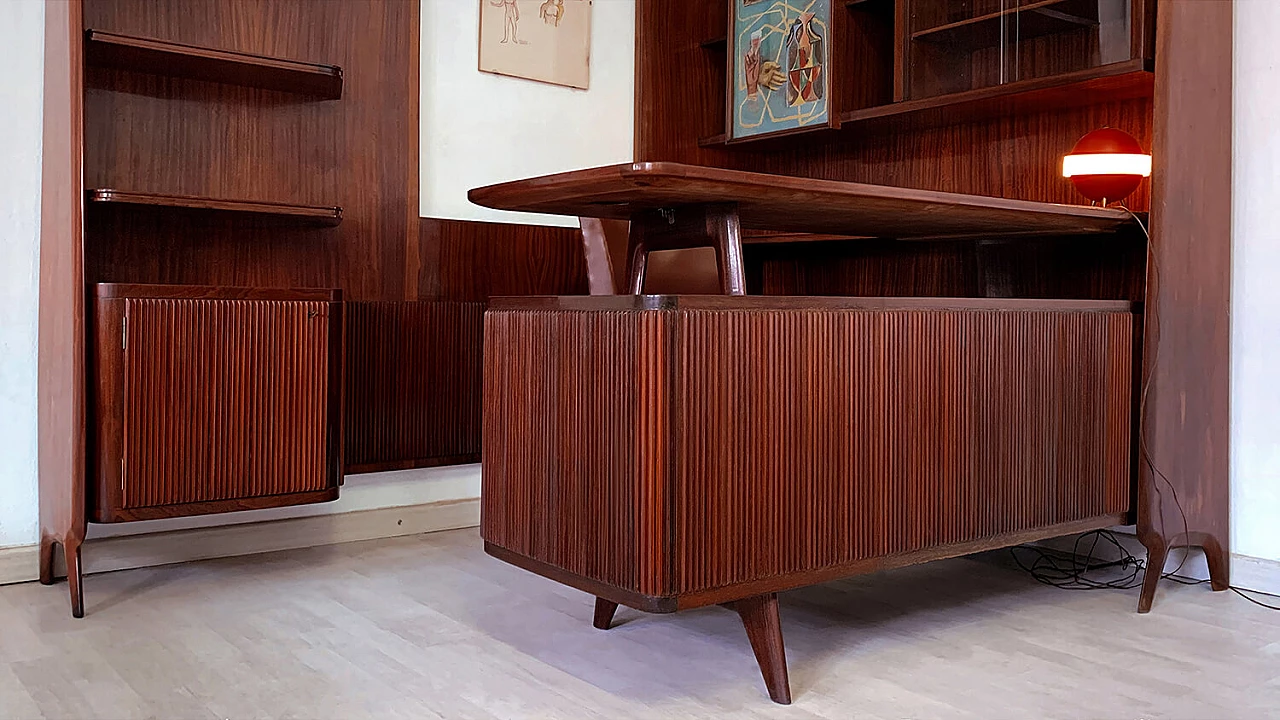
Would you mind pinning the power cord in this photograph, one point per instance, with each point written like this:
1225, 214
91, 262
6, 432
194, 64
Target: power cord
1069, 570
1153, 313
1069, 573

---

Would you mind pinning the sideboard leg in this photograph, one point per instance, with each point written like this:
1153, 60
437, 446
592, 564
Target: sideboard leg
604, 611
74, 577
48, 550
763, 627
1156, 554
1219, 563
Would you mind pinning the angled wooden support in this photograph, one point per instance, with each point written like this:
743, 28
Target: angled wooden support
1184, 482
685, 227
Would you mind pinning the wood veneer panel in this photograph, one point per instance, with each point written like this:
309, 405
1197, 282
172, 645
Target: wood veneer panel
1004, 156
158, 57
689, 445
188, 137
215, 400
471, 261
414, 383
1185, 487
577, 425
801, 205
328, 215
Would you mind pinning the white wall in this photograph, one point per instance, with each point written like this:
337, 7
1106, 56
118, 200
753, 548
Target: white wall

--

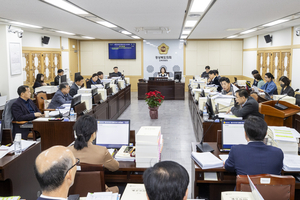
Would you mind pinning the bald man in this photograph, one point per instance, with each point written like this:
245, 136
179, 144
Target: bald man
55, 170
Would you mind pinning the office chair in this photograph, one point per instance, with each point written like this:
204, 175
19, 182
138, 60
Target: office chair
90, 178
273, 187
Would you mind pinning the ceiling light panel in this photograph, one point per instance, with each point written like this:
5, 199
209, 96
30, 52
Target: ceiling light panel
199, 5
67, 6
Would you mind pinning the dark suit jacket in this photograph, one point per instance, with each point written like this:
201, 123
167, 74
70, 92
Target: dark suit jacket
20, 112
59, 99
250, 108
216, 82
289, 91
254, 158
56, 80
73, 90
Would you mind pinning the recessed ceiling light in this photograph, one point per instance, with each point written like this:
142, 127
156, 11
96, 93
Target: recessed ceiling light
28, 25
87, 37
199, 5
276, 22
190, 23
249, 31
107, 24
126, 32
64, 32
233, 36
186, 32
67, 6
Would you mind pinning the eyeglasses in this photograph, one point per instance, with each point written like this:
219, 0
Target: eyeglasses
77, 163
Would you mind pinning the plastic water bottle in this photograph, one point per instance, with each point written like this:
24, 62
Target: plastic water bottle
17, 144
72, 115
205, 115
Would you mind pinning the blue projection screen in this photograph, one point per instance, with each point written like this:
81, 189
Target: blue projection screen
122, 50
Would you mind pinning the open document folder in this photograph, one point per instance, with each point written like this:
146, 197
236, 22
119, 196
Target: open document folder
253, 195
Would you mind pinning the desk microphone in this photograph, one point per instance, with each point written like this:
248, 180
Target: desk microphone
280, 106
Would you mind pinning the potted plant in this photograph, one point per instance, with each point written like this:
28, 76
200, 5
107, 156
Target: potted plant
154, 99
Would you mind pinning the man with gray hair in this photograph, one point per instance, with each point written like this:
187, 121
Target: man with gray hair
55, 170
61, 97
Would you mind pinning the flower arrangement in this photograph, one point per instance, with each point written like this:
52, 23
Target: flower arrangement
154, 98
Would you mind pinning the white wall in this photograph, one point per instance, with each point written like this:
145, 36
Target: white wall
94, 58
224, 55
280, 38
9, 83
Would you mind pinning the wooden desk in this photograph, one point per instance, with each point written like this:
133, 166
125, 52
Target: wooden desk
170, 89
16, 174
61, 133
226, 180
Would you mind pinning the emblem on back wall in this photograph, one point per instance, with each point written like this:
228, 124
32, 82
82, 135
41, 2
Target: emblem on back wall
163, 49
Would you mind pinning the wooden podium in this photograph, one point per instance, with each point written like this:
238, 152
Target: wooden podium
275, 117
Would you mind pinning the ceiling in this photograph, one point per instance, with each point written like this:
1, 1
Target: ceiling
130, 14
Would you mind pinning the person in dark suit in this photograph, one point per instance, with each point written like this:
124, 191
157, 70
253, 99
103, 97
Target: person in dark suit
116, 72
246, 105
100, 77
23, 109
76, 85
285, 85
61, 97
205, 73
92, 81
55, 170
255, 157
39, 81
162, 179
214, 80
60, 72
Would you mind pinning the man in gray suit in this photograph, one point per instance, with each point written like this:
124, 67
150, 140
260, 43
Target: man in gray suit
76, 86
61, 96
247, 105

▶ [Task statement]
Collect every line in the data above that contains the word "eyeglasses" and copy each one in full.

▶ [Result]
Would you mind pinning the eyeglasses in this photograph, one point per instance, with each point written like this:
Target: eyeglasses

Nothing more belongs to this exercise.